WHAT YOU ARE ASKED TO DO: Everything in the entries is to be written out exactly, except for the pictures.

RECORDS FOR THIS TASK:

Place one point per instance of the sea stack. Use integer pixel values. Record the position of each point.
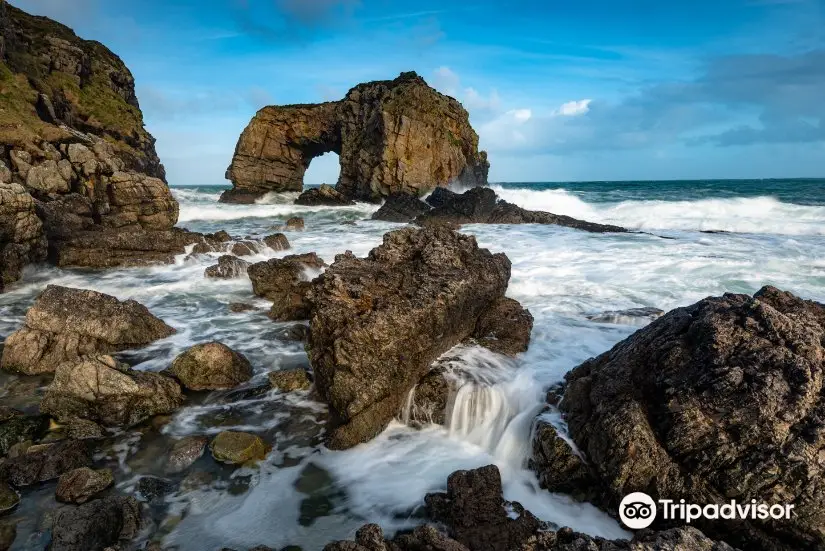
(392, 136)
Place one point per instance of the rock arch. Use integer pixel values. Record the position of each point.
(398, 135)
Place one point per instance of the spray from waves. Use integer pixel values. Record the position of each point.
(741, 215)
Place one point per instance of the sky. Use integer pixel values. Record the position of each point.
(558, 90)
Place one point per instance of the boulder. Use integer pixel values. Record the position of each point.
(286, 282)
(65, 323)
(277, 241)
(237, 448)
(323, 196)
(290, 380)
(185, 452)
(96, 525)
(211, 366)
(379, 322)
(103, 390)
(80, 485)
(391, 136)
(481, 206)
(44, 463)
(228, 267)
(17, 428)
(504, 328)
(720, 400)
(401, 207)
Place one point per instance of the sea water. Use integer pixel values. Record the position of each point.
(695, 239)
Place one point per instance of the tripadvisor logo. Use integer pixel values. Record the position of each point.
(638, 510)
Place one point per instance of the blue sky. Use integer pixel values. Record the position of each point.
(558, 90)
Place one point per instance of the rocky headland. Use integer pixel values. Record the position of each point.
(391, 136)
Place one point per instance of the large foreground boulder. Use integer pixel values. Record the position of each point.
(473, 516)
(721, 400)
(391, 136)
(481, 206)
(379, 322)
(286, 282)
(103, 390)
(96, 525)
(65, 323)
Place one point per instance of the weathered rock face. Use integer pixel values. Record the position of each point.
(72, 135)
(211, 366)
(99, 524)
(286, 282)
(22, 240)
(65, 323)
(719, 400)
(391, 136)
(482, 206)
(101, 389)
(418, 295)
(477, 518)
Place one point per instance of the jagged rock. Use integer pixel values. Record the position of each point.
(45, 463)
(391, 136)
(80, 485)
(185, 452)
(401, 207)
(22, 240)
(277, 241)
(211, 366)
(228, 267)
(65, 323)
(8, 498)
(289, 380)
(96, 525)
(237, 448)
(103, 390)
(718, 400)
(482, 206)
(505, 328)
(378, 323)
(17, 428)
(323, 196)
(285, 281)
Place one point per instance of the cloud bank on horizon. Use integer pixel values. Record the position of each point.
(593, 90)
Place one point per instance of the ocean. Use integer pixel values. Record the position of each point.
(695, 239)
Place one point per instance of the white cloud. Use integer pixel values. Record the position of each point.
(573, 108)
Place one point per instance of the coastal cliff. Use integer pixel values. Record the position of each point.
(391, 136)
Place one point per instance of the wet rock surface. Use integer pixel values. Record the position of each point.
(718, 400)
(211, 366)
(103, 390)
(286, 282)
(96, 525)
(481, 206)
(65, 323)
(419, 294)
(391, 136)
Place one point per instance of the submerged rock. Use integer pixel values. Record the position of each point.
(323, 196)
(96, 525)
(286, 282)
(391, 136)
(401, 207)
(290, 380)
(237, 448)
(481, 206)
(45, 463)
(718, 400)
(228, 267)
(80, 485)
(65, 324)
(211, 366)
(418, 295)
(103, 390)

EXERCISE RESPONSE:
Place one point per instance of the sea stack. Use integer pixel values. Record the position of each point.
(392, 136)
Place one point per instance of the rock arch. Use integer pixel values. Record the position of each point.
(398, 135)
Place one point per instance of the spray from waves. Use integer pixel values. Record the position of each point.
(741, 215)
Place one point per instance of the sky. Use integer pixel values. Record the position of each point.
(558, 90)
Place one point per instance of the boulder. Use integer pixel values. Record the position of each point.
(286, 282)
(65, 323)
(277, 241)
(237, 448)
(323, 196)
(290, 380)
(185, 452)
(96, 525)
(211, 366)
(379, 322)
(103, 390)
(80, 485)
(391, 136)
(481, 206)
(44, 463)
(228, 267)
(17, 428)
(504, 328)
(720, 400)
(401, 207)
Place one point per instance of the sea water. Use integer pixel values. Record the position of each point.
(695, 239)
Place one point per instance of the tripadvisor logo. Use integer pixel values. Record the position of each point.
(638, 510)
Place one point per instance of the blue sky. Use integer pixel values. Record the position of each point.
(558, 90)
Place one point per instance of the rocky headland. Use integer pixel values. Record the position of each point.
(391, 136)
Place one point per instance of the large foreground boulder. Use integer pixel values. Record the position of each point.
(473, 516)
(721, 400)
(391, 136)
(481, 206)
(379, 322)
(286, 282)
(103, 390)
(96, 525)
(65, 323)
Place one point per instance of the weathered rock face. Use integer pixel values. Record the position of each point.
(72, 135)
(211, 366)
(99, 524)
(286, 282)
(22, 240)
(65, 323)
(719, 400)
(391, 136)
(482, 206)
(101, 389)
(418, 295)
(477, 518)
Place one point per instance of the jagged rock. Use integer pixel values. Record the position of each point.
(45, 463)
(391, 136)
(80, 485)
(185, 452)
(401, 207)
(22, 240)
(277, 241)
(211, 366)
(228, 267)
(65, 323)
(8, 498)
(289, 380)
(96, 525)
(237, 448)
(103, 390)
(718, 400)
(482, 206)
(505, 328)
(378, 323)
(17, 428)
(323, 196)
(285, 281)
Place one point per instance of the cloud bank on horizon. Use integer pixel values. Record the position of each point.
(593, 90)
Place one point per instance of the ocean. Use integer pixel values. Record the position of each point.
(695, 239)
Place one point per instance of the white cloud. Use integer pixel values. Record the position of each point.
(573, 108)
Place one point per instance of the coastal cliff. Use integer pixel values. Record the position of each point.
(391, 136)
Place one point per instance of the wet rock surface. Use integer pixel values. Record the position of each point.
(718, 400)
(211, 366)
(103, 390)
(286, 282)
(96, 525)
(481, 206)
(65, 323)
(419, 294)
(391, 136)
Place one point per instance of the submerged rock. Use integer pixel values. Record the position of each point.
(323, 196)
(96, 525)
(286, 282)
(391, 136)
(401, 207)
(290, 380)
(237, 448)
(481, 206)
(45, 463)
(718, 400)
(228, 267)
(80, 485)
(65, 324)
(211, 366)
(418, 295)
(103, 390)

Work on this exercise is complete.